[Box-labeled dataset extracts]
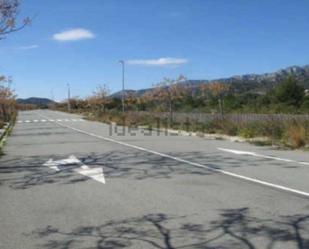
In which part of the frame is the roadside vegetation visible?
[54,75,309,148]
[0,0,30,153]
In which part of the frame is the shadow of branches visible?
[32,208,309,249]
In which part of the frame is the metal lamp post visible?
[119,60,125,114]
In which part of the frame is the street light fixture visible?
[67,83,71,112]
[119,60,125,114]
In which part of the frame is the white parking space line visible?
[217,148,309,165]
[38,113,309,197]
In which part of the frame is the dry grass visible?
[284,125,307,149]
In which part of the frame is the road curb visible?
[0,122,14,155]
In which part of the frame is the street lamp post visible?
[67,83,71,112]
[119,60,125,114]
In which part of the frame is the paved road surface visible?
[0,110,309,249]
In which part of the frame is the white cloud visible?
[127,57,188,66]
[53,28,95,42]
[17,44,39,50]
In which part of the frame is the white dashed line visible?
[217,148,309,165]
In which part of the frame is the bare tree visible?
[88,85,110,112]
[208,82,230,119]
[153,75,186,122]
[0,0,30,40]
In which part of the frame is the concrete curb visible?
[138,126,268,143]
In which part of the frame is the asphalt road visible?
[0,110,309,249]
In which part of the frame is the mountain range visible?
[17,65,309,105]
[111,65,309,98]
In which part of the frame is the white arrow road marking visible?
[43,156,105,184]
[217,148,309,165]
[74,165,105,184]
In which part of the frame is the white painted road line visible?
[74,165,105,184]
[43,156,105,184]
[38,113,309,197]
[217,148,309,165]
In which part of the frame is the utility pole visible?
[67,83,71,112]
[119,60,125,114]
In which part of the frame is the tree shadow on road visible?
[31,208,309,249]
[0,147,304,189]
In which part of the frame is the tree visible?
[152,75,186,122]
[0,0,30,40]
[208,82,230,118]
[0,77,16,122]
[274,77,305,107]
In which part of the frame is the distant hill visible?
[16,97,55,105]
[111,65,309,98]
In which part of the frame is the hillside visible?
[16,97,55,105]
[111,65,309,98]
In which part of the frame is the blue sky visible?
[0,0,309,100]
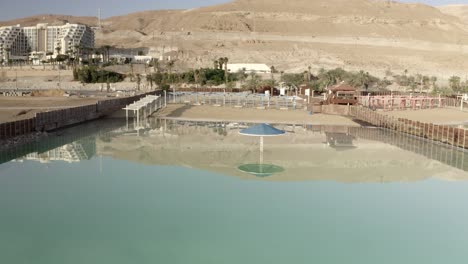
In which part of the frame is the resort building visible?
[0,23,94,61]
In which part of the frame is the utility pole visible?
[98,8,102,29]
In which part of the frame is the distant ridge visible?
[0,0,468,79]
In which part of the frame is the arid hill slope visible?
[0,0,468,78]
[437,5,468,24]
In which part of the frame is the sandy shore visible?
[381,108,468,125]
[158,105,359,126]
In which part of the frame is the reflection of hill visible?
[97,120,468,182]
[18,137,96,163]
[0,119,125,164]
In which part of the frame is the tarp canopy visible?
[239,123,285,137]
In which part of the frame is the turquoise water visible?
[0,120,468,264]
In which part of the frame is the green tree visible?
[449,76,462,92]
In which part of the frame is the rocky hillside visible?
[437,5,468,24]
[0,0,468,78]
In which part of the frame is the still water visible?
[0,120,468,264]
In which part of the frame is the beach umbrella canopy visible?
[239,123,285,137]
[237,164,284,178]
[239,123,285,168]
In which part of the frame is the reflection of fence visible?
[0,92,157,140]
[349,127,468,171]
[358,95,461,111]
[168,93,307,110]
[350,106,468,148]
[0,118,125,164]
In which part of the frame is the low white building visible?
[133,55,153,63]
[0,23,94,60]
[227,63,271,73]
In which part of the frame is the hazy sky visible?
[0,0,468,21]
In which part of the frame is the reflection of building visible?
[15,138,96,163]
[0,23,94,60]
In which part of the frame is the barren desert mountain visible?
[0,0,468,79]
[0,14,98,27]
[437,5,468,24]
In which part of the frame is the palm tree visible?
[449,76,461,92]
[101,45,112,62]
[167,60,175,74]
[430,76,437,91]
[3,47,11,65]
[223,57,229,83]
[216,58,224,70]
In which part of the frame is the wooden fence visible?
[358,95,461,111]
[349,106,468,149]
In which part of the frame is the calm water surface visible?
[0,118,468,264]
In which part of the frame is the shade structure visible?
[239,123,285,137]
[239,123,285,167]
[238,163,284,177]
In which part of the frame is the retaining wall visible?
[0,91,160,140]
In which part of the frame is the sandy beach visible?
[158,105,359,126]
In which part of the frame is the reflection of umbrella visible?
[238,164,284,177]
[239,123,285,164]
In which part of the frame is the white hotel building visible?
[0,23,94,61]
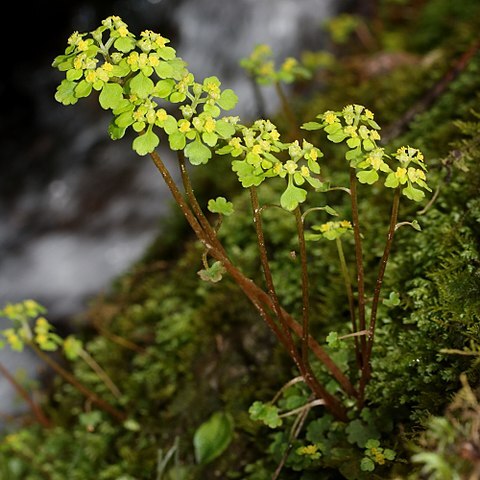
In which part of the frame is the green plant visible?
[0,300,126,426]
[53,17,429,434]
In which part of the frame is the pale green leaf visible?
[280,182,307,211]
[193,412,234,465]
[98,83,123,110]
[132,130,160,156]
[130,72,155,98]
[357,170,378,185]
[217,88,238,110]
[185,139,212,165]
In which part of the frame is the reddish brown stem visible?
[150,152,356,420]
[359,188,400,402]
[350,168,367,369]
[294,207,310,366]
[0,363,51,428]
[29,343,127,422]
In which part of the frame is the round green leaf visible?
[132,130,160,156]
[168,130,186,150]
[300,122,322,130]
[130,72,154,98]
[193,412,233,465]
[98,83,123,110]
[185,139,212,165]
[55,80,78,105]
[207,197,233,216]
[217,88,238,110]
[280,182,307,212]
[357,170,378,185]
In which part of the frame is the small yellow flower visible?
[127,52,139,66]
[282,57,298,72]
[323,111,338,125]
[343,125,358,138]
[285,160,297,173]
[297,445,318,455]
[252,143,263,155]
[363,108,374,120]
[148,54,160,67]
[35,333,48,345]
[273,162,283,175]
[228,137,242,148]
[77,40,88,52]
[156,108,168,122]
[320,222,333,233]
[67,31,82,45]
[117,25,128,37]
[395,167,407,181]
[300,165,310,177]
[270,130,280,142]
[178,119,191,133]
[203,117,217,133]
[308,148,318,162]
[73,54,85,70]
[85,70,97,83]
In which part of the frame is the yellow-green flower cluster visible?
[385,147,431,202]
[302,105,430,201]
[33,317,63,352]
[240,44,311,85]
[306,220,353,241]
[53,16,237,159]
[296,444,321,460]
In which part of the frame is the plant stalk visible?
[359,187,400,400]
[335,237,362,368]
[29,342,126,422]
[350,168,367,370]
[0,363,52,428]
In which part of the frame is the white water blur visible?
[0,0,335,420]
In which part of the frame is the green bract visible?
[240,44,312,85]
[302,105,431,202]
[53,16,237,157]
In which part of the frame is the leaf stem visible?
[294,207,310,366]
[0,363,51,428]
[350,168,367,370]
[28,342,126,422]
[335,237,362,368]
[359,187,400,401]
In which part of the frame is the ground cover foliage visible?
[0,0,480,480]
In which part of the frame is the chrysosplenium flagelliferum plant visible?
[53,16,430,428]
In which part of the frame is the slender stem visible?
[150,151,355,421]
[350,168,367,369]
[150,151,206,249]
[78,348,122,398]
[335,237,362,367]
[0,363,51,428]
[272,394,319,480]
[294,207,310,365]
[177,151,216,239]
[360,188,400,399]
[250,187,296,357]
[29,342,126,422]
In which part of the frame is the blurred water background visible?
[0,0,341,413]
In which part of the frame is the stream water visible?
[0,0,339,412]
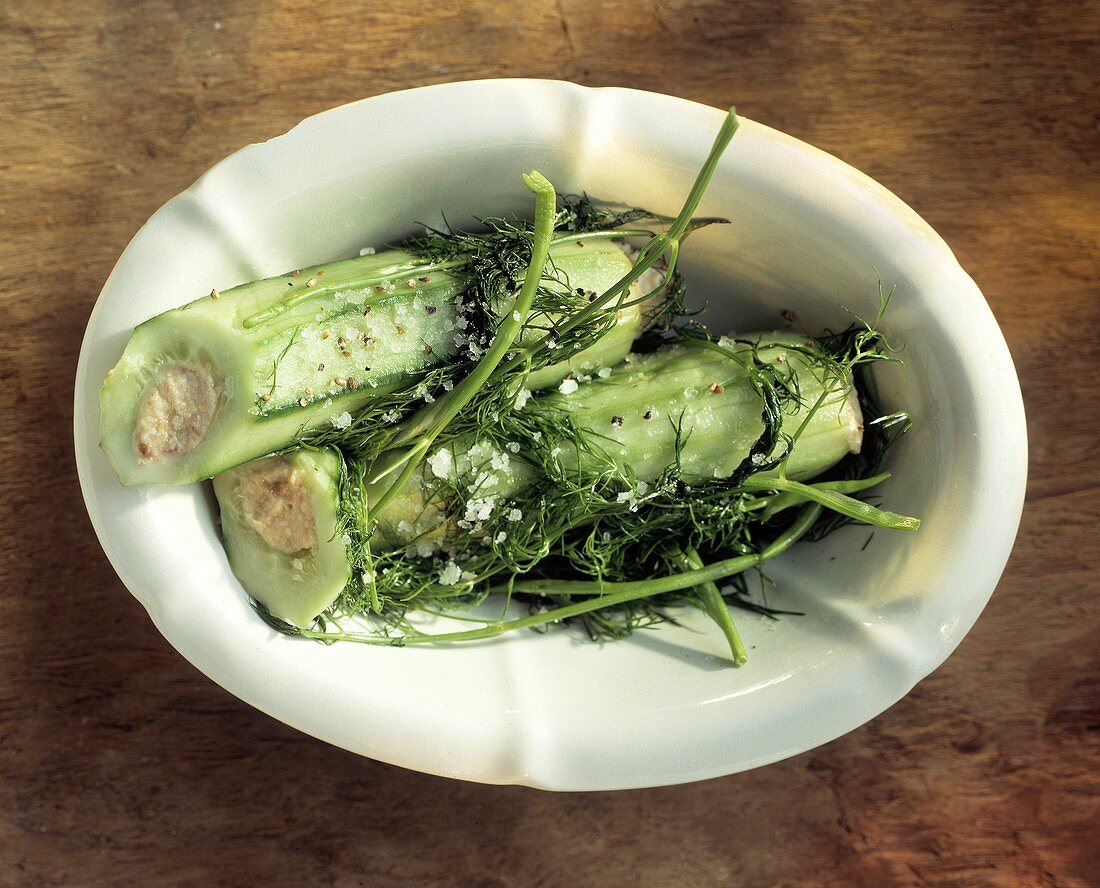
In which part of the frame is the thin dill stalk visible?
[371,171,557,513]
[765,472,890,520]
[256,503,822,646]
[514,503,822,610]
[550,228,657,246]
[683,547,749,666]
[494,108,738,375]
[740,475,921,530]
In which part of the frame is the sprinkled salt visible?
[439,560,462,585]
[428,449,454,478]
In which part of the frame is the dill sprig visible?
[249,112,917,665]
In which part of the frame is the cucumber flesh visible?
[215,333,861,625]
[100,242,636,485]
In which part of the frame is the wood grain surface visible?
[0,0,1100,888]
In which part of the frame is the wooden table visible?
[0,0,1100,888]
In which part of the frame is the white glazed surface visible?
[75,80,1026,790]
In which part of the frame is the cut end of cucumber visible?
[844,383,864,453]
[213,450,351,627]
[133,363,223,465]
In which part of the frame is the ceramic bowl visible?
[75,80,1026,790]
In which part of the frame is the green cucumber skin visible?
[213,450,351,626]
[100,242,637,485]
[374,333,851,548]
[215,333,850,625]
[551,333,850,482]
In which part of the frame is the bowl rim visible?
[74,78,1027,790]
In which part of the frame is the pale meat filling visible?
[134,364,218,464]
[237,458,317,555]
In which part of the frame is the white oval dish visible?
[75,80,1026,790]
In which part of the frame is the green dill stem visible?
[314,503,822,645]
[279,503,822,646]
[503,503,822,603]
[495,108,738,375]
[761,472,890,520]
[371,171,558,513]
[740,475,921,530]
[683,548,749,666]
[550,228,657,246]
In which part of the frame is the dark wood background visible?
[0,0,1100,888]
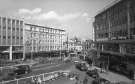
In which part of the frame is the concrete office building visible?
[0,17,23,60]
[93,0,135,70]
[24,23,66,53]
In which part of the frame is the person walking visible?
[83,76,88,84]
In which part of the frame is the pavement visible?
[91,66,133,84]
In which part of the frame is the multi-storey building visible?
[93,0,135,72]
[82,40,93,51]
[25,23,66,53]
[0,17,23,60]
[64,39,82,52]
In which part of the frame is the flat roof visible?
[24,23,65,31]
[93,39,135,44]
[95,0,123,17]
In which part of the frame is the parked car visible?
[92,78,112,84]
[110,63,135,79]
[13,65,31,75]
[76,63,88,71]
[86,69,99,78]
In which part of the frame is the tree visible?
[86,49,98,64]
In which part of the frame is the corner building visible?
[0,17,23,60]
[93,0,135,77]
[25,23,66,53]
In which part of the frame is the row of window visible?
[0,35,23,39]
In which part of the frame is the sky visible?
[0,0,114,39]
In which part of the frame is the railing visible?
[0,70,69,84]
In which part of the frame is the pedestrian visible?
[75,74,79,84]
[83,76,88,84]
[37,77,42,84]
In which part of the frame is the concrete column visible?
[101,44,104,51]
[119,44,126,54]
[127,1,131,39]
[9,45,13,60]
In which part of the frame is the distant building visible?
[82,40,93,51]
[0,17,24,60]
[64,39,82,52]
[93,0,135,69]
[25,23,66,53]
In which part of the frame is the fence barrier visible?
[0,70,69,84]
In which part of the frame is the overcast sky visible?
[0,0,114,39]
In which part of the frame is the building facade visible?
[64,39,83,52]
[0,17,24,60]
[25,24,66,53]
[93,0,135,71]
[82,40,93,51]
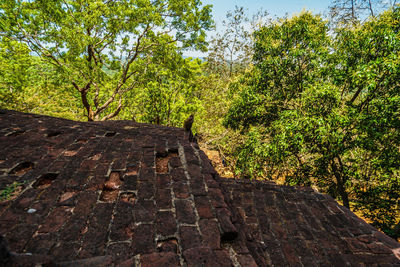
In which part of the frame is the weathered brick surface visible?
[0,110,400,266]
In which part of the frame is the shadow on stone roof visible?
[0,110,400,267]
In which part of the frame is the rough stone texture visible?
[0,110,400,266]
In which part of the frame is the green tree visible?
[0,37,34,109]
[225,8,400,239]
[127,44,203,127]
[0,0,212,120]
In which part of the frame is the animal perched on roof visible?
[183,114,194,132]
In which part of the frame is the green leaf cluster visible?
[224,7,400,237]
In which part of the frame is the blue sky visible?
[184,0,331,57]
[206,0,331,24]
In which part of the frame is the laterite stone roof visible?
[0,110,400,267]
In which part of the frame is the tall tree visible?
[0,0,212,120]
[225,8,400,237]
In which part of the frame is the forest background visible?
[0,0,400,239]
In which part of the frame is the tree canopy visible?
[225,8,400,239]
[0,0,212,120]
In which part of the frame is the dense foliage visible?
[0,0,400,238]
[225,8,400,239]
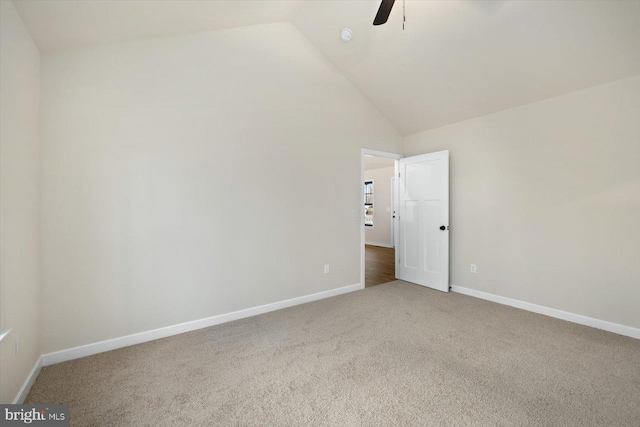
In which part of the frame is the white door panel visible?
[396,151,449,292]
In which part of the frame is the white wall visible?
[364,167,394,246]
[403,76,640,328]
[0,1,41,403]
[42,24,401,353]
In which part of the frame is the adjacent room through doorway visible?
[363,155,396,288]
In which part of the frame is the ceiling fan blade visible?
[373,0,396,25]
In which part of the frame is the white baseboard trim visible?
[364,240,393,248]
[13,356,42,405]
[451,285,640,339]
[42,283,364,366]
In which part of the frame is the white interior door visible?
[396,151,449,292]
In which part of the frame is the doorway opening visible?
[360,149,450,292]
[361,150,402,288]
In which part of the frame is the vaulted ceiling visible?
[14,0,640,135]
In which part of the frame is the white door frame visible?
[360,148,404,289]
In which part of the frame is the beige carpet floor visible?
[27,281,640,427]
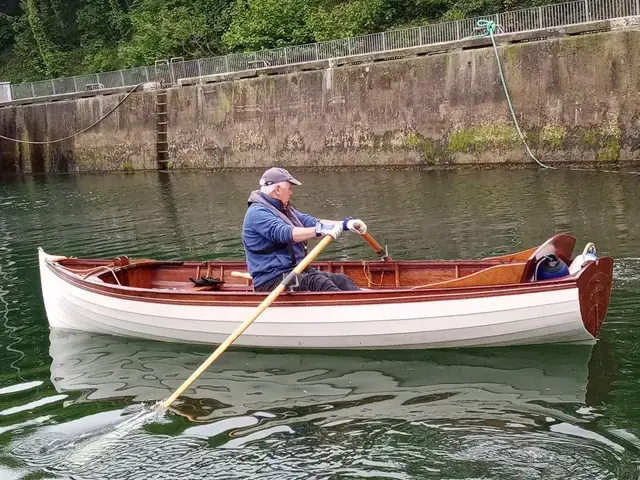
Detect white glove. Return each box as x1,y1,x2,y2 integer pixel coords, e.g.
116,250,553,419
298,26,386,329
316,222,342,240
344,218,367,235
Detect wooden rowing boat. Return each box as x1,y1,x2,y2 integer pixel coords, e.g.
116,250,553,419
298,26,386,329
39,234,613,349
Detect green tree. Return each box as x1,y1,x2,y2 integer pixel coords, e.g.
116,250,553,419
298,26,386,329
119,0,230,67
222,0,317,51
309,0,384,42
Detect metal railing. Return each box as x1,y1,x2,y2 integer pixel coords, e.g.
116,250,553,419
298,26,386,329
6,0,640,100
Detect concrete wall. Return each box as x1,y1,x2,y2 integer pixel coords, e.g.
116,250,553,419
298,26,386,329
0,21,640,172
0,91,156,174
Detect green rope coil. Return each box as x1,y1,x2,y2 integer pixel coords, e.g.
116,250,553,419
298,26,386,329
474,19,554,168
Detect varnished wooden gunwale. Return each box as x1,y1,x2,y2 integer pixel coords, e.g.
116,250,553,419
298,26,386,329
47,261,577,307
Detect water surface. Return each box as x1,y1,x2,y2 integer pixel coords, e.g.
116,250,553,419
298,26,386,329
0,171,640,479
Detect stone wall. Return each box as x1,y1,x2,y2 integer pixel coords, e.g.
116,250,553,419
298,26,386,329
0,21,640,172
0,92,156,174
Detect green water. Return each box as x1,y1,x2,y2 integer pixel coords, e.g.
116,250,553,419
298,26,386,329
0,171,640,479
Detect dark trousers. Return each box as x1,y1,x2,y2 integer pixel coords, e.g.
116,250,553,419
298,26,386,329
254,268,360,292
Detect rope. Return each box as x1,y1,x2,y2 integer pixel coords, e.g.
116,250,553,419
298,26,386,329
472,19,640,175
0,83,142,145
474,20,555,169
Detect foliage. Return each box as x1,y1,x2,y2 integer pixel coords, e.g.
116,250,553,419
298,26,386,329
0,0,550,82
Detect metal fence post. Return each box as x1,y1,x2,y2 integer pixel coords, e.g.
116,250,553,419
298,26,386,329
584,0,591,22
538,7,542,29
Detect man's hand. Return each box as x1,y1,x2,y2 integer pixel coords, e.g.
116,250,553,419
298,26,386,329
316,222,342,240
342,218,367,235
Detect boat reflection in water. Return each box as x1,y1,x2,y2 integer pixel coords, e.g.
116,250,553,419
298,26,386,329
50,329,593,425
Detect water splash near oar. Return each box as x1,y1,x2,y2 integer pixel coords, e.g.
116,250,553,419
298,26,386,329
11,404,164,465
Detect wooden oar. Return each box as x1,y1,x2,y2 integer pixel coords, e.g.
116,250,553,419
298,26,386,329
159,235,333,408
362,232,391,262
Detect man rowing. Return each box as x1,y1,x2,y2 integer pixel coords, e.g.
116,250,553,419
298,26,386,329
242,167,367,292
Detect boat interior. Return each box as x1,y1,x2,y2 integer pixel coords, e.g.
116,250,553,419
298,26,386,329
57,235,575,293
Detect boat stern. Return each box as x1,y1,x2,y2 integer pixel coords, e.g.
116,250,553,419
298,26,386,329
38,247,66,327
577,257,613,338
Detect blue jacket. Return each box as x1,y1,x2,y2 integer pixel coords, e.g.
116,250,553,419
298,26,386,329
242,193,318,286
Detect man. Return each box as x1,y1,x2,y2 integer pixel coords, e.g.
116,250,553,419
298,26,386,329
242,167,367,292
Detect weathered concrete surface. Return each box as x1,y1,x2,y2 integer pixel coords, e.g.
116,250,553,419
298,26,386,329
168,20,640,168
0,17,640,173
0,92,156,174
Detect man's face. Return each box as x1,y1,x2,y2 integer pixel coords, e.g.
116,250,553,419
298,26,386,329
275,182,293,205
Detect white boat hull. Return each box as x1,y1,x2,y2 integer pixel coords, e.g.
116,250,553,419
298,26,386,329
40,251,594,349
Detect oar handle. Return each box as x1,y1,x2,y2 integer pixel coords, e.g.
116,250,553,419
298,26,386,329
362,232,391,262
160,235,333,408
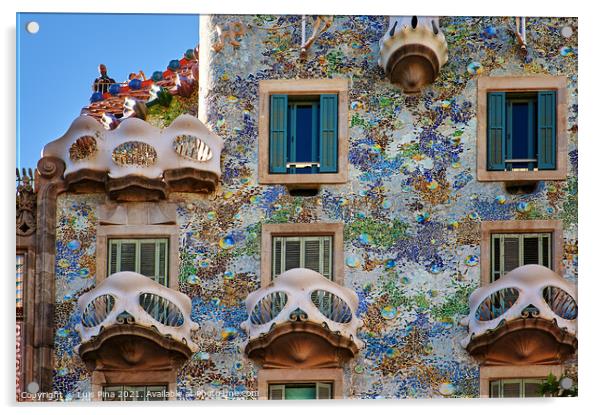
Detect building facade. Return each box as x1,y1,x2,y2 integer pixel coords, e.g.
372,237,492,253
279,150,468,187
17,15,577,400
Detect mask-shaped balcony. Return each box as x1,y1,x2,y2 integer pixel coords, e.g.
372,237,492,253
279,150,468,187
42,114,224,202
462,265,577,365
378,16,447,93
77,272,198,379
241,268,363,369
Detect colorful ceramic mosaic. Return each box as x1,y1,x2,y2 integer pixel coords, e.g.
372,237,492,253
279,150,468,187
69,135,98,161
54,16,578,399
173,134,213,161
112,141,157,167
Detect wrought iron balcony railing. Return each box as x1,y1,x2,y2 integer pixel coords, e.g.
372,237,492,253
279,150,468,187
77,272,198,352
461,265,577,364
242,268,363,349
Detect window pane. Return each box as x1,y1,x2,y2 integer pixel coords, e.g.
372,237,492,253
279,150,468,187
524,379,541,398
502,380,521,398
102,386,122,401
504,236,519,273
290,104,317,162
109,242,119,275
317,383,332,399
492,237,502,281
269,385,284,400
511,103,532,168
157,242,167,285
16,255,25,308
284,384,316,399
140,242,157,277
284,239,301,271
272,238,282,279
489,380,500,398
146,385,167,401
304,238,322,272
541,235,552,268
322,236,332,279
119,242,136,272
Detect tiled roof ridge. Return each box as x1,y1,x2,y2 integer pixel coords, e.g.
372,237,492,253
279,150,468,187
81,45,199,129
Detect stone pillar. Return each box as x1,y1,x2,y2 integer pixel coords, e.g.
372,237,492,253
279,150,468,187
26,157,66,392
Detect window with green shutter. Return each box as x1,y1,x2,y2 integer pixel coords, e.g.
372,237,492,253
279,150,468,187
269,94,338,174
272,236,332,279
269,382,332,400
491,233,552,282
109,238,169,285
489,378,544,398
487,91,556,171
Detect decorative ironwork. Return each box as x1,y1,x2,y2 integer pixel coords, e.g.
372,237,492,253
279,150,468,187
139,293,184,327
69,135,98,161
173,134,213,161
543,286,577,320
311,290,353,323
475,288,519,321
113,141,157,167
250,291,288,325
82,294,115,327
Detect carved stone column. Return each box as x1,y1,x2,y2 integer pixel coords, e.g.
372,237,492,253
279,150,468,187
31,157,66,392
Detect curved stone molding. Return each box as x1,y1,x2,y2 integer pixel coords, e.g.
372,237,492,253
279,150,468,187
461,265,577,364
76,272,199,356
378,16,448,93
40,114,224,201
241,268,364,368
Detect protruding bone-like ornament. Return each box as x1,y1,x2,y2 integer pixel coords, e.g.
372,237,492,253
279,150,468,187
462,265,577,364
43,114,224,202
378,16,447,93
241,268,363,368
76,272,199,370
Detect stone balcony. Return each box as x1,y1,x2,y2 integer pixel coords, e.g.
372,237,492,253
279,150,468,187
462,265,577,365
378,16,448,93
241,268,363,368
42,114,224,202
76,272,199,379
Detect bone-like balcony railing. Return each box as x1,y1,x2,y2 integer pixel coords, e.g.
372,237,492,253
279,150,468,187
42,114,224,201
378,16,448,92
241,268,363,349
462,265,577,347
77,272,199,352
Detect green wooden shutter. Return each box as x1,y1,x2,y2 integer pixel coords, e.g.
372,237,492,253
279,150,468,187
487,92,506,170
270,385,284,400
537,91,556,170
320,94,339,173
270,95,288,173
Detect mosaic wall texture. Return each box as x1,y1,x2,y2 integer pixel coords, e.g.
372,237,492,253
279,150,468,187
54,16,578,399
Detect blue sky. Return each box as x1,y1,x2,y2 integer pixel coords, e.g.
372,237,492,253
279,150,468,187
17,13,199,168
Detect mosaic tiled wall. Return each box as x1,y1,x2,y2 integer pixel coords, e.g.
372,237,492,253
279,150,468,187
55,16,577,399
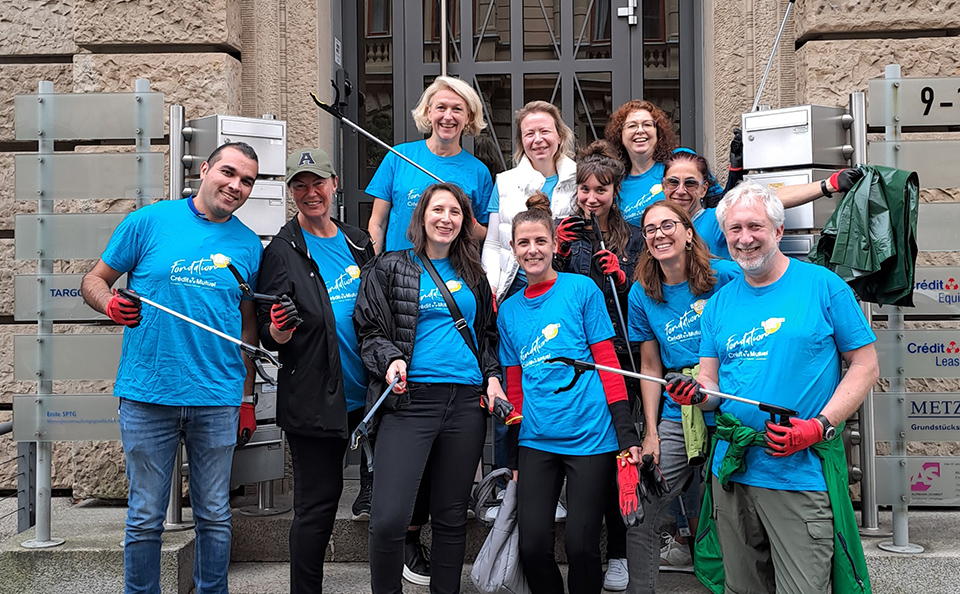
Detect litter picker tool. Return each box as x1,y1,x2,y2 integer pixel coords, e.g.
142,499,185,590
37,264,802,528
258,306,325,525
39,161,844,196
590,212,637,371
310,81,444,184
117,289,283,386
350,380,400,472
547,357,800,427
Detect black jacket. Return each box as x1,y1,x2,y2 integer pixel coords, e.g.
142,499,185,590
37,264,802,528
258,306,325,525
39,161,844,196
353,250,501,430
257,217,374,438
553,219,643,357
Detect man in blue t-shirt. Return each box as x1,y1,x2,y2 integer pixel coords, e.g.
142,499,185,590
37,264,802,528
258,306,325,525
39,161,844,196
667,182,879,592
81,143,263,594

WORK TO DO » Copy out the rows from the line containing "In which part of the frame is the ground" through the line containing "[551,333,850,482]", keeping the requests and shifting every bounding-box coordinate in the answers by -125. Omit the pictures.

WRITTEN RESPONSE »
In which part of the frame is the ground cover foliage visible?
[-125,-125,355,355]
In which part of the frame is the chrysosplenium flagelliferum plant visible?
[-72,-109,305,303]
In which part of the frame is the slender stem visible?
[25,26,230,296]
[225,43,242,244]
[25,26,81,124]
[-47,223,-3,273]
[210,112,237,242]
[-125,238,-74,303]
[147,269,194,355]
[169,82,185,240]
[52,26,91,114]
[235,63,275,274]
[125,62,171,232]
[-96,217,1,297]
In which part of the frame is the blurred water background visible?
[-125,-125,216,288]
In which part of the frame is the stream water visible?
[-125,-125,214,287]
In which part of the frame is the thin dill stalk visible?
[246,46,432,388]
[640,347,765,395]
[131,378,697,521]
[389,378,697,485]
[425,103,532,121]
[558,422,624,541]
[369,-17,613,250]
[615,350,796,405]
In which part of the frame is the sprinkled salt visible?
[314,435,337,460]
[303,324,329,353]
In which part of the frame is the dill sprig visible?
[124,-13,792,540]
In which part of the frame is the cucumber flesh visible?
[90,208,736,500]
[-25,117,511,360]
In which part of the frame is the wood grain surface visible?
[-125,-125,975,763]
In which part of the frame is the wooden table visible?
[-125,-125,975,763]
In which part of the frame is the white glazed surface visible?
[-50,-45,901,665]
In which part of the frame is the cut end of cucumber visible?
[719,258,739,328]
[88,325,226,502]
[8,238,98,340]
In which part of the frame is the ceramic bowl visible?
[-50,-45,901,665]
In which part of the frame is the green cucumber skin visible?
[88,325,226,501]
[-25,117,512,360]
[249,208,726,423]
[90,208,725,500]
[426,208,725,357]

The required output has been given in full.